### PASSAGE

━━━━━━

2022 Market review

-Although stocks ended with their worst performance since 2008, value stocks served as a bright spot for their second consecutive year, outperforming growth by the largest margin since 2000. For 2022 the MSCI All Country World Value Index fell 7.5% vs. a 28.6% decline for the MSCI All Country World Growth Index. This outperformance helped insulate portfolios that overweight value from the impact of the broader market.

-FAANGs (Facebook, Amazon, Apple, Netflix, and Google) saw notable declines in 2022, losing a combined $3.2 trillion in market value. The group collectively underperformed the Russell 3000 Index by more than 20% with Netflix, Amazon, & Facebook seeing the largest declines of the group with drawdowns of 49.6%, 51.1% & 64.2% respectively.

-Inflation reached a 40-year high in the US, and the Federal Reserve pursued a series of interest rate increases to combat rising prices, actions similar to those taken by other nations’ central banks. This action coupled with easing supply chains drove inflation and inflation expectations down in the second half of the year.

-As a result of the increased interest rate environment, conservative investors have very good options to grow their money while preserving principal.

-Russia’s invasion of Ukraine in February brought uncertainty around political stability and energy prices, among other worries.

-A midterm US election shifted more power to Republicans but left Democrats in a stronger position than some had expected.

-At one point in September the S&P 500 Index had given back 50% of its post-pandemic rally but rallied to close the year higher.

-Small cap stocks held their own with large cap stocks.

The market experienced an up and down year but, in the end, it was a year with more down than up. Obviously as an investor, it is never ideal to experience a drawdown of any size, but negative years in the stock market do happen and with some regularity. In fact, since 1926 the S&P 500 has experienced a negative result 1 out of every 4 years. Which is not infrequent, but that still leaves 3 out of 4 in positive territory or 75% of observed periods. Once you zoom out and look at 5- & 10-year overlapping periods this number rises to 88% & 95% respectively (data set includes ‘Great Depression’ period). So while stocks can be down on any given year that does not necessarily mean they will stay down over the long-term, which is why stocks are considered a long-term investment. Although we make no prediction for next year (read this), history has shown that stock gains after declines can add up (read here).

 

*Past performance is not a guarantee of future results. Indices are not available for direct investment; therefore, their performance does not reflect the expenses associated with the management of an actual portfolio. Short term performance results should be considered in connection with longer term performance results.

━━━━━━

### DATA RECORDS
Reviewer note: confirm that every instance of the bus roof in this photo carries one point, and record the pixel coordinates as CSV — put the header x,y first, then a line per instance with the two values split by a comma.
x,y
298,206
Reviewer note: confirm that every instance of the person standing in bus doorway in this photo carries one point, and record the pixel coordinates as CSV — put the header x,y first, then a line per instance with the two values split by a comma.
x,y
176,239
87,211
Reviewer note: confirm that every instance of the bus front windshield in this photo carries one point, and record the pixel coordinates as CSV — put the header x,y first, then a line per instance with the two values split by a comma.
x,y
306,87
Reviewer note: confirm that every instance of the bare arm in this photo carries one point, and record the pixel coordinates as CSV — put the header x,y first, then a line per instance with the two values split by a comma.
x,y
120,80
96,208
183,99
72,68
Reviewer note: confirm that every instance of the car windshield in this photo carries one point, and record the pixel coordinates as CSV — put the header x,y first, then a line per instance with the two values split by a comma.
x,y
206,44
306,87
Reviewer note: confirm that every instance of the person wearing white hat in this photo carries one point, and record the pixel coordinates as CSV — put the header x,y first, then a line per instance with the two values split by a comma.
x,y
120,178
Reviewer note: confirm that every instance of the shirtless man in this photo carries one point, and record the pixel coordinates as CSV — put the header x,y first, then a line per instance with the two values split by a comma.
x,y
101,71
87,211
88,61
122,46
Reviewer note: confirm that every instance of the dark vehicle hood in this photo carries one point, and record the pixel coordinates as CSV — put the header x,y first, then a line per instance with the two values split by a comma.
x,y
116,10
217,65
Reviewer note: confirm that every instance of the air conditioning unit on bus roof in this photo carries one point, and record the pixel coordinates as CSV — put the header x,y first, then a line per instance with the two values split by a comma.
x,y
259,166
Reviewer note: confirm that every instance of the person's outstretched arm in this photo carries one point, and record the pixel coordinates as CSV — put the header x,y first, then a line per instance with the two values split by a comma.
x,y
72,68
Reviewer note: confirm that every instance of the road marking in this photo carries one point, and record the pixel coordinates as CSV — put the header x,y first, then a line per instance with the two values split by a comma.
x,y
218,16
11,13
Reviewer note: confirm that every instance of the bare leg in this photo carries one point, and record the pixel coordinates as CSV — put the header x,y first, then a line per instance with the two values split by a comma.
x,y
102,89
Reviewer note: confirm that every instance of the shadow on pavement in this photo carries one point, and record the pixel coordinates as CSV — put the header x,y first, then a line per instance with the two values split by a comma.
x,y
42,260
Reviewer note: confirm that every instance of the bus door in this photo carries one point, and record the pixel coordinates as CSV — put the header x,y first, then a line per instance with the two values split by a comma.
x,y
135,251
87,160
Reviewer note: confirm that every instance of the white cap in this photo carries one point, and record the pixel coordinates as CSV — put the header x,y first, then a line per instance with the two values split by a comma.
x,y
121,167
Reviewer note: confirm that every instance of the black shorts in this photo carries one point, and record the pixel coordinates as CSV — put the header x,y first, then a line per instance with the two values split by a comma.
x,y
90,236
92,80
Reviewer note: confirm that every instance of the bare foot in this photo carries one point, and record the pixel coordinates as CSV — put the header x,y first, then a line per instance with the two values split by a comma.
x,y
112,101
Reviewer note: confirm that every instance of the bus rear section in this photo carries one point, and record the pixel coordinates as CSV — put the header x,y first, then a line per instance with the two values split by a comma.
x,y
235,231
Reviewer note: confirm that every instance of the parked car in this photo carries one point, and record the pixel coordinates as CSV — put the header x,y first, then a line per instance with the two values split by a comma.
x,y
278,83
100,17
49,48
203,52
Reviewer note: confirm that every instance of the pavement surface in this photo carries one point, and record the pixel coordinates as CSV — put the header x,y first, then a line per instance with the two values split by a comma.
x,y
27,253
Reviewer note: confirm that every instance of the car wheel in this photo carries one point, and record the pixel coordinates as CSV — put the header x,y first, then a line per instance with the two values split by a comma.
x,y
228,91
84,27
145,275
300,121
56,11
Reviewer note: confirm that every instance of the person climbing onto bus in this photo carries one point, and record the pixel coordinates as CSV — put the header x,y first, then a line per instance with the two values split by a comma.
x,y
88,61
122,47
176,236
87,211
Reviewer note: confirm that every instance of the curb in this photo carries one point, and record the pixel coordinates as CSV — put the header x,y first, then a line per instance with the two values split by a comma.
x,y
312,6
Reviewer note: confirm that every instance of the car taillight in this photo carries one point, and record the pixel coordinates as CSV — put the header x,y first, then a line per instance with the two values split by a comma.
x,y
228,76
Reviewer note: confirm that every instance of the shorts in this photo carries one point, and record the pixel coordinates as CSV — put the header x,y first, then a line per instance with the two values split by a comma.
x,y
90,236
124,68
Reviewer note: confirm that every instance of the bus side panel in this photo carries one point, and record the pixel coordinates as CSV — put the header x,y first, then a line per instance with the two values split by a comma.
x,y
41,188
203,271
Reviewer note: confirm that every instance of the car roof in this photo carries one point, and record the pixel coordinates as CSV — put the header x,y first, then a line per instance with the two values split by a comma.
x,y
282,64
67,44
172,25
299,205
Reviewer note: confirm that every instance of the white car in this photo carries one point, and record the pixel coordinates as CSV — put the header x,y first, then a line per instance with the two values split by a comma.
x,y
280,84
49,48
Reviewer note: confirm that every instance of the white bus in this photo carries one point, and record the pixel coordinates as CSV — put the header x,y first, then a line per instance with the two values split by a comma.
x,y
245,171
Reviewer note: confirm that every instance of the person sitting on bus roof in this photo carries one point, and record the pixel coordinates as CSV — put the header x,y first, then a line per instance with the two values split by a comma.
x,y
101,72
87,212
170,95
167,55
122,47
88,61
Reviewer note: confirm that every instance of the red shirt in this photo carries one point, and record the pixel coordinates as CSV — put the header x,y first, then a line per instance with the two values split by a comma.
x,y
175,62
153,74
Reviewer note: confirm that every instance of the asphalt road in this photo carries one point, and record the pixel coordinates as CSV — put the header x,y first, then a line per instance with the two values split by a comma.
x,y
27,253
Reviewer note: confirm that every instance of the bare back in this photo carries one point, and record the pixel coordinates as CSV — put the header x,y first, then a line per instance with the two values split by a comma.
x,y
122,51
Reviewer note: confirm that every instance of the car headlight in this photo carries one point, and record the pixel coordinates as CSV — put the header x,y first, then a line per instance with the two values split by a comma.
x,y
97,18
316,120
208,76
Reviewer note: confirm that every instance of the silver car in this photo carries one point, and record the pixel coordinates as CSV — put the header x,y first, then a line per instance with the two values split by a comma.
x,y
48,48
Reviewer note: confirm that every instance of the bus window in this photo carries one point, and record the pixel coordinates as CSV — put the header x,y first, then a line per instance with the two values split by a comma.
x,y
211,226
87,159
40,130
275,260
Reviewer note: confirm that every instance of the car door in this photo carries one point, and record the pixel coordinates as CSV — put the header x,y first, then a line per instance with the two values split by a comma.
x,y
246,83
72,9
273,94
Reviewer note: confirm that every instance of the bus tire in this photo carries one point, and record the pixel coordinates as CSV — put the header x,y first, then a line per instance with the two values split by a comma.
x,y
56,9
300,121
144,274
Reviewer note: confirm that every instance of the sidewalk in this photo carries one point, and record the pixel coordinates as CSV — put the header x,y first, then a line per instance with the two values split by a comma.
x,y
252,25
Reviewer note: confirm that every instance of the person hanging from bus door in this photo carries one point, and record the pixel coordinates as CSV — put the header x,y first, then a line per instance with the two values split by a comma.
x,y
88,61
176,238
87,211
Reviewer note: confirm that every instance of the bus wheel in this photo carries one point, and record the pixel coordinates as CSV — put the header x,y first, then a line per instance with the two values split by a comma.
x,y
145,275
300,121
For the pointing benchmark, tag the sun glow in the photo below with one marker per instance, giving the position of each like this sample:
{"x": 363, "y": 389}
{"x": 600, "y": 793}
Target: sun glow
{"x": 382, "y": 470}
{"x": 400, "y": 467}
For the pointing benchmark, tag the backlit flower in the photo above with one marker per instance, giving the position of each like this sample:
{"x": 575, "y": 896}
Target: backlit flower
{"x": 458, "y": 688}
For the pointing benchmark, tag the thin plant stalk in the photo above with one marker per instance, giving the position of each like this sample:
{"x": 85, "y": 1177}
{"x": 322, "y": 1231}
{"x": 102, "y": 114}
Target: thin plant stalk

━━━━━━

### THE PROBLEM
Please return the part of the 2022 market review from "-Although stocks ended" to "51.1% & 64.2% respectively.", copied word for word. The items are separate material and have no connection to the market review.

### WRITTEN ANSWER
-Although stocks ended with their worst performance since 2008, value stocks served as a bright spot for their second consecutive year, outperforming growth by the largest margin since 2000. For 2022 the MSCI All Country World Value Index fell 7.5% vs. a 28.6% decline for the MSCI All Country World Growth Index. This outperformance helped insulate portfolios that overweight value from the impact of the broader market.

-FAANGs (Facebook, Amazon, Apple, Netflix, and Google) saw notable declines in 2022, losing a combined $3.2 trillion in market value. The group collectively underperformed the Russell 3000 Index by more than 20% with Netflix, Amazon, & Facebook seeing the largest declines of the group with drawdowns of 49.6%, 51.1% & 64.2% respectively.